— Provided text —
# 3000pts Iron Warriors Heavy Assault



## Kramanal (Jun 11, 2009)

Thought I'd put my 3000pt Heavy Assault force up for scrutiny.

My Iron Warriors are going to be fighting for the Warmaster probably against Imperial Fists at the siege of Terra. 

3000pts either annihiliation or Command and control.

HQ(1-4)
Ferrus Ironclaw - Master of the Armoury (220)
Servo harness, Conversion beamer, Orbital Bombardment
gives Stubborn, Dreadnoughts as HS as well as elite, 

Troops(2-9)
2 Tactical Squads(350)
Mg+MM

Elite(0-6)
Nizpal - Tankmaster(155)
allows 3 tank unit as 1 heavy support choice, gives all tanks siege shields.
gives Devestator sqd's "Tank Hunter"
5 Dreadnoughts(650)
TLLC+DCCW+HF

Fast Attack(0-6)
3 Grav Tank(270)

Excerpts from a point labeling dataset
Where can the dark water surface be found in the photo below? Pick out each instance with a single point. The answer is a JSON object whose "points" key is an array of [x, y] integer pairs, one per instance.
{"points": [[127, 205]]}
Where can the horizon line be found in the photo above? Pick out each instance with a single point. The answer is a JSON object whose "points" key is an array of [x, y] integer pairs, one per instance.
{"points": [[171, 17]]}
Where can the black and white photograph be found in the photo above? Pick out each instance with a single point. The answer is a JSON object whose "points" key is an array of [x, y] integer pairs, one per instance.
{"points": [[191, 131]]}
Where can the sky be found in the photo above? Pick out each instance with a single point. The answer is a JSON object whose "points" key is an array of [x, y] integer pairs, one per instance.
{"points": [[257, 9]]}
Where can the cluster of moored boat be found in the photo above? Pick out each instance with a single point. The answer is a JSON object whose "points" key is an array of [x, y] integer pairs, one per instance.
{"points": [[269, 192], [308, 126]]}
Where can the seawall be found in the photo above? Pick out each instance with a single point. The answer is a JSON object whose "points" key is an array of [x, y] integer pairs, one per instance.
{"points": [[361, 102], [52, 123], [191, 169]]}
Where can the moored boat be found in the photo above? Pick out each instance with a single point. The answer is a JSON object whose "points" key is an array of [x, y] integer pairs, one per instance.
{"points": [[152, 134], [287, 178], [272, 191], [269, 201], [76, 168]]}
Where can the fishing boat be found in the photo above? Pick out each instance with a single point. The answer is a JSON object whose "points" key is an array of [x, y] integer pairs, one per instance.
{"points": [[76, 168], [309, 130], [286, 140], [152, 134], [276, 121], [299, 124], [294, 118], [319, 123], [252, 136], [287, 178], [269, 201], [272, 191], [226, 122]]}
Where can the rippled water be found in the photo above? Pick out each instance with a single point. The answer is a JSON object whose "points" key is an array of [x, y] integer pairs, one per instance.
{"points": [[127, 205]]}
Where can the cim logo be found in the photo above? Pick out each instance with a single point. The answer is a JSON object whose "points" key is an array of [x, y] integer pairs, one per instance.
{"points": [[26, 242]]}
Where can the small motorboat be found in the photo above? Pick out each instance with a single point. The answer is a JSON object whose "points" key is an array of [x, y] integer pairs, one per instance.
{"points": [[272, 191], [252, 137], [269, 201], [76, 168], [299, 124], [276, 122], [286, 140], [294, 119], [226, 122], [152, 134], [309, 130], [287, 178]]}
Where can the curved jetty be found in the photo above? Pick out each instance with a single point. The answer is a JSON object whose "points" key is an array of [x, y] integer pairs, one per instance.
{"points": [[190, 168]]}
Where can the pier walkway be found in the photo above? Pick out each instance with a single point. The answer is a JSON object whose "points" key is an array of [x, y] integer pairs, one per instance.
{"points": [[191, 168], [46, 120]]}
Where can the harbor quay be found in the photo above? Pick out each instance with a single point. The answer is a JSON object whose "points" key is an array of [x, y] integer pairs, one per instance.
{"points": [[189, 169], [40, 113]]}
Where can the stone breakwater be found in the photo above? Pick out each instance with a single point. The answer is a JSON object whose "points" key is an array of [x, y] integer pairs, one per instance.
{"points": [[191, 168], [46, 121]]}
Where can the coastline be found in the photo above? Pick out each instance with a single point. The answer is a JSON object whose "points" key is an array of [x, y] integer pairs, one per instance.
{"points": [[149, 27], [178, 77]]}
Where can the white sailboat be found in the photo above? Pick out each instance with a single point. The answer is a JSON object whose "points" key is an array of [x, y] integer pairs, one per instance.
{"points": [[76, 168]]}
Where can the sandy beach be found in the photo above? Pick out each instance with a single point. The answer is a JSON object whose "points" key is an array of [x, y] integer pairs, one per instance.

— Parts of the exercise —
[1] Repeat the Iron Warriors army list word for word, between "3000pts either annihiliation" and "Nizpal - Tankmaster(155)", inclusive.
[2] Go on with the Iron Warriors army list from the point where it stops.
You won't need the items for any of this.

— Answers below —
[1]
3000pts either annihiliation or Command and control.

HQ(1-4)
Ferrus Ironclaw - Master of the Armoury (220)
Servo harness, Conversion beamer, Orbital Bombardment
gives Stubborn, Dreadnoughts as HS as well as elite, 

Troops(2-9)
2 Tactical Squads(350)
Mg+MM

Elite(0-6)
Nizpal - Tankmaster(155)

[2]
2 Land Speeder(180)

Heavy Support
3 Vindicators under Nizpal(345)
4 Predators(480)
Ac+LCsponsons
Dev squad under Sgt Tourabbadon.(349)
Sgt has special ML(Krak = St8 Ap1)
Gives squad +1 to cover,4 more dev can take his special ML

Army will probably face superheavies or Titans.
Please give me your honest opinion.
I don't expect to win but I want to give a decent showing.
(I don't have any superheavies or titans).
I have most other models available just no aircraft or superheavies.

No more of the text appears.